• _Direction_
Reproduce all of the records exactly.

(Stored data entries)
┌────────
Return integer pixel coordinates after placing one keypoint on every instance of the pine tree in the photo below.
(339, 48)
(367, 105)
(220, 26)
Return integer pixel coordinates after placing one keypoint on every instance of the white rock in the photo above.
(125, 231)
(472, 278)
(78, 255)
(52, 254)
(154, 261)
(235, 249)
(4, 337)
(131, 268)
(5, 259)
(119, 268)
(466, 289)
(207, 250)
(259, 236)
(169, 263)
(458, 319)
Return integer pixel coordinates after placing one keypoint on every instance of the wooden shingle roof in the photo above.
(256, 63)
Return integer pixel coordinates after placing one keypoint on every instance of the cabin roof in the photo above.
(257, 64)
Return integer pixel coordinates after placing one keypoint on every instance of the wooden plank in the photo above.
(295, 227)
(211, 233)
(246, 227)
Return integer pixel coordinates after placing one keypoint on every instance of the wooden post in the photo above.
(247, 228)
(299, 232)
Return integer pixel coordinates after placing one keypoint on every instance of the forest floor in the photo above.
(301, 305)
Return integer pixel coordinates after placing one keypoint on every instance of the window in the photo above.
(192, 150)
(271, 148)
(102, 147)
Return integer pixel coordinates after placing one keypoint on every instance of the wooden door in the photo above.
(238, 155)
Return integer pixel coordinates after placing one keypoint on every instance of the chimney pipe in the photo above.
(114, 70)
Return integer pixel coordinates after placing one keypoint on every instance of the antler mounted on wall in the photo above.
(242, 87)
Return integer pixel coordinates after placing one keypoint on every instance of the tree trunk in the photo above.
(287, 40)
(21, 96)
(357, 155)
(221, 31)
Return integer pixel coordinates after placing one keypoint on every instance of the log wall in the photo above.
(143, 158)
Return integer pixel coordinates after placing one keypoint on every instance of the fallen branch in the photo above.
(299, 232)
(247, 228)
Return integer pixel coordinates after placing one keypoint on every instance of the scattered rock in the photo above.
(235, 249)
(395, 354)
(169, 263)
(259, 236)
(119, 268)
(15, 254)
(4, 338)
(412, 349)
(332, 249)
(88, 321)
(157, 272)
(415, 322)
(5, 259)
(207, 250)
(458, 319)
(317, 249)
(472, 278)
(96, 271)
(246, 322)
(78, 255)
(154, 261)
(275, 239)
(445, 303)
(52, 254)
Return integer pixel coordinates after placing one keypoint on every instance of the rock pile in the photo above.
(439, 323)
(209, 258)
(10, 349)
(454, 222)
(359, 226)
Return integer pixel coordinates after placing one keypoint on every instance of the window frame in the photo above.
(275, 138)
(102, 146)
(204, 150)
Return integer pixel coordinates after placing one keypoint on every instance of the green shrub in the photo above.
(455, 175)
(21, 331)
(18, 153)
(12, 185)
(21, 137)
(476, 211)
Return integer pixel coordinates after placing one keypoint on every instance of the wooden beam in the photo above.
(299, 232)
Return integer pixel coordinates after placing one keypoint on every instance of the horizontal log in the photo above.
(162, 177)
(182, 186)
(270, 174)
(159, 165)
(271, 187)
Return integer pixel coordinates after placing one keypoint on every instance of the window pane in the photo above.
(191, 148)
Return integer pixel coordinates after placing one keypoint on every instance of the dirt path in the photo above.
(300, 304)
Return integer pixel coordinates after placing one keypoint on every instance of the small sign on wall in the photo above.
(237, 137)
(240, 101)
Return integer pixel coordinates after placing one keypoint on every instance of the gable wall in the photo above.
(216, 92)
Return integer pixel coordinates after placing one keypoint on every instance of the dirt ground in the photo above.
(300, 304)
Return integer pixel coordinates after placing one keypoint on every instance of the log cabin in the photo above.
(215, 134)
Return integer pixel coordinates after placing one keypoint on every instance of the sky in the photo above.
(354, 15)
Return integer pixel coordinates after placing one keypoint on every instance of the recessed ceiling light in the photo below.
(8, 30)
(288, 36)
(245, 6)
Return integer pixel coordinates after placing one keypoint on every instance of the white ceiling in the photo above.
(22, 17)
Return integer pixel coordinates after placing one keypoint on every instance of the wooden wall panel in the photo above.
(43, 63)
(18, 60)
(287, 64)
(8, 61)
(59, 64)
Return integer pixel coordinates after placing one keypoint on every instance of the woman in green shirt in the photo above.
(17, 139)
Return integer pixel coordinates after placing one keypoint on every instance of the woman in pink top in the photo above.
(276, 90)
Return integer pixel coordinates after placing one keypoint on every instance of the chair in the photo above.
└────────
• _Response to this task_
Return integer pixel coordinates after placing one keypoint on every instance of the pine tree in the photo below.
(339, 48)
(367, 105)
(220, 26)
Return integer pixel coordinates after placing one keypoint on every instance of the white rock in the photo above.
(125, 231)
(472, 278)
(78, 255)
(52, 254)
(154, 261)
(235, 249)
(4, 337)
(131, 268)
(5, 259)
(119, 268)
(466, 289)
(207, 250)
(259, 236)
(169, 263)
(458, 319)
Return integer pixel coordinates after placing one keypoint on every instance of the wooden shingle roof in the photo above.
(256, 63)
Return integer pixel coordinates after placing one keypoint on every instance of the cabin roof in the photo above.
(257, 64)
Return integer pixel coordinates after placing one keypoint on every instance of the wooden plank in the photo above.
(295, 227)
(211, 233)
(246, 227)
Return integer pixel coordinates after placing one keypoint on every instance of the wooden post in the photo above.
(247, 228)
(299, 232)
Return integer pixel coordinates after placing one keypoint on every instance of the forest floor in the photo above.
(301, 305)
Return integer pixel coordinates after placing one keypoint on every instance of the window in the photo above.
(192, 150)
(271, 148)
(102, 147)
Return integer pixel coordinates after placing one keypoint on every instance of the wooden door in the photo above.
(238, 155)
Return integer pixel coordinates after placing one keypoint on every instance of the chimney pipe in the photo above.
(114, 70)
Return integer pixel coordinates after placing one keypoint on every instance of the antler mounted on wall in the photo above.
(242, 87)
Return integer pixel coordinates after placing one keypoint on every instance of the tree trunk in the photo above.
(287, 40)
(21, 96)
(357, 155)
(221, 31)
Return integer pixel coordinates after placing one keypoint on every instance of the log wall in the photo above.
(143, 158)
Return integer pixel coordinates after placing one keypoint on every instance of the fallen branch in the photo above.
(299, 232)
(247, 228)
Return integer pixel coordinates after placing one keypoint on every instance of the scattered rock in the photo above.
(235, 249)
(395, 354)
(169, 263)
(259, 236)
(119, 268)
(15, 254)
(4, 338)
(412, 349)
(332, 249)
(88, 321)
(157, 272)
(415, 322)
(5, 259)
(207, 250)
(458, 319)
(317, 249)
(472, 278)
(96, 271)
(246, 322)
(78, 255)
(154, 261)
(275, 239)
(445, 303)
(52, 254)
Return integer pixel coordinates after placing one keypoint on every instance of the rock pile in the photo above.
(439, 323)
(209, 258)
(10, 349)
(454, 222)
(359, 226)
Return integer pixel coordinates after placing one keypoint on every instance of the window frame in the photo above.
(275, 138)
(102, 146)
(204, 150)
Return integer pixel coordinates after placing one keypoint on every instance of the green shrub in the photo above.
(455, 175)
(21, 331)
(18, 153)
(12, 185)
(21, 137)
(476, 211)
Return integer pixel coordinates after placing one keypoint on every instance of the wooden beam in the photo above.
(299, 232)
Return integer pixel coordinates after placing one keypoint on every instance of the horizontal log in the photo above.
(162, 177)
(182, 186)
(270, 174)
(159, 165)
(271, 187)
Return integer pixel coordinates after placing one keypoint on every instance of the window pane in the photo above.
(191, 148)
Return integer pixel coordinates after placing one keypoint on every instance of the dirt path in the photo above.
(300, 304)
Return integer pixel coordinates after placing one keypoint on every instance of the small sign on wall in the photo above.
(237, 137)
(240, 101)
Return integer pixel coordinates after placing one keypoint on every instance of the gable wall in the photo above.
(216, 92)
Return integer pixel coordinates after placing one keypoint on every instance of the dirt ground in the photo above.
(300, 304)
Return integer pixel coordinates after placing one keypoint on every instance of the log cabin in the photo above.
(215, 134)
Return integer pixel coordinates after placing one keypoint on every instance of the sky in the photo above.
(354, 15)
Return integer pixel coordinates after placing one keypoint on every instance of the recessed ceiling light in the photo below.
(8, 30)
(288, 36)
(245, 6)
Return integer pixel coordinates after placing one keypoint on every instance of the white ceiling in the photo above.
(22, 17)
Return integer pixel coordinates after placing one keypoint on every instance of the wooden wall panel in the photo above.
(43, 63)
(18, 60)
(287, 64)
(8, 61)
(59, 64)
Return integer pixel coordinates after placing one keypoint on every instance of the woman in green shirt in the photo above.
(17, 139)
Return integer pixel coordinates after placing one keypoint on every instance of the woman in pink top in the photo above.
(276, 90)
Return integer pixel coordinates after placing one keypoint on every instance of the chair in the photo above.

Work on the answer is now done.